Extract Start Marker

Bonnie's Seventh Assignment of Error

{¶ 104} “While Appellee's alleged suitability is not a sufficient basis to grant her custody in view of the detrimental [e]ffect on the child, even the trial court's conclusion as to her suitability was erroneous.”

{¶ 105} Bonnie highlights portions of Margaret's testimony and points out inconsistencies and conflicts.

{¶ 106} We again note that the trial court serves as the trier of fact in a divorce proceeding and must judge the credibility of the witnesses and the weight of the evidence.  Bussey v. Bussey (1988), 55 Ohio App.3d 117, 119, 563 N.E.2d 37.   An appellate court may not disturb a trial court's findings of fact where they are supported by competent and credible evidence.  Seasons Coal Co. v. Cleveland, 10 Ohio St.3d at 80, 10 OBR 408, 461 N.E.2d 1273.

 {¶ 107} Having reviewed the record, we are unable to say that the trial court committed any error.   The record demonstrates that there was competent and credible evidence to establish that the shared parenting agreement should be terminated and that Margaret should be awarded sole custody of Michael.   Furthermore, the record also demonstrates that the trial court considered all factors in determining Michael's best interests and in its determination that Margaret was a suitable and fit parent.

Extract End Marker
Given data Start Marker

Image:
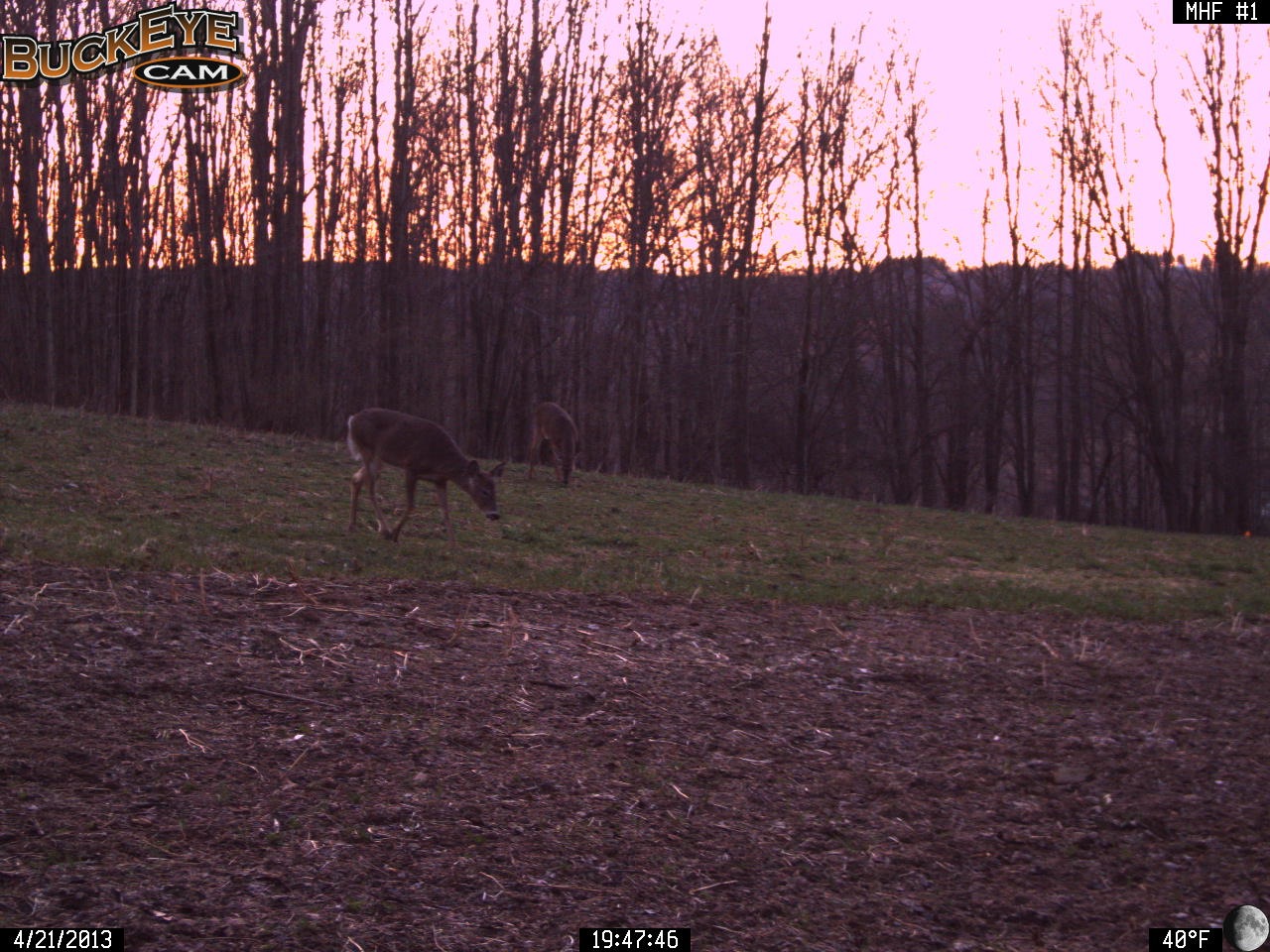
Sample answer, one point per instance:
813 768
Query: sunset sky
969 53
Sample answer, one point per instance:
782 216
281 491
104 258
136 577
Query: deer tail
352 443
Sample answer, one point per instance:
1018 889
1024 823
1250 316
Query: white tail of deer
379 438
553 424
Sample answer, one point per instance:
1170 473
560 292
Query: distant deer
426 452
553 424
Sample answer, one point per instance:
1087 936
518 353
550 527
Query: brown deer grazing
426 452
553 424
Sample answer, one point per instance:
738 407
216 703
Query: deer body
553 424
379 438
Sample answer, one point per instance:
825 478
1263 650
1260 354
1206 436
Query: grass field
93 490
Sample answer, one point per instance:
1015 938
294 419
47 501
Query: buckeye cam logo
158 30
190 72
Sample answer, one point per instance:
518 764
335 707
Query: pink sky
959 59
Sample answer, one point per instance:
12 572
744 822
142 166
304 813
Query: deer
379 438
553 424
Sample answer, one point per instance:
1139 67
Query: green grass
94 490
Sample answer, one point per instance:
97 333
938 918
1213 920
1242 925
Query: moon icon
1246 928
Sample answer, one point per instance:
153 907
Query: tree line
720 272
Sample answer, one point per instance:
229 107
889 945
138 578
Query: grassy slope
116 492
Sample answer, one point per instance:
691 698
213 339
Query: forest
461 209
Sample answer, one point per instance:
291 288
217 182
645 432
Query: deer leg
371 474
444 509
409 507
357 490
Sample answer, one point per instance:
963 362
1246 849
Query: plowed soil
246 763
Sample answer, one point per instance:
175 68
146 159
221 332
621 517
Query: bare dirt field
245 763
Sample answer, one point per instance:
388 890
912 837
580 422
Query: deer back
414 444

Given data End Marker

(Work required) Copy out the entire passage on Bonnie's seventh assignment of error from above, word for word.

(Answer area)
Bonnie's Seventh Assignment of Error

{¶ 104} “While Appellee's alleged suitability is not a sufficient basis to grant her custody in view of the detrimental [e]ffect on the child, even the trial court's conclusion as to her suitability was erroneous.”

{¶ 105} Bonnie highlights portions of Margaret's testimony and points out inconsistencies and conflicts.

{¶ 106} We again note that the trial court serves as the trier of fact in a divorce proceeding and must judge the credibility of the witnesses and the weight of the evidence.  Bussey v. Bussey (1988), 55 Ohio App.3d 117, 119, 563 N.E.2d 37.   An appellate court may not disturb a trial court's findings of fact where they are supported by competent and credible evidence.  Seasons Coal Co. v. Cleveland, 10 Ohio St.3d at 80, 10 OBR 408, 461 N.E.2d 1273.

 {¶ 107} Having reviewed the record, we are unable to say that the trial court committed any error.   The record demonstrates that there was competent and credible evidence to establish that the shared parenting agreement should be terminated and that Margaret should be awarded sole custody of Michael.   Furthermore, the record also demonstrates that the trial court considered all factors in determining Michael's best interests and in its determination that Margaret was a suitable and fit parent.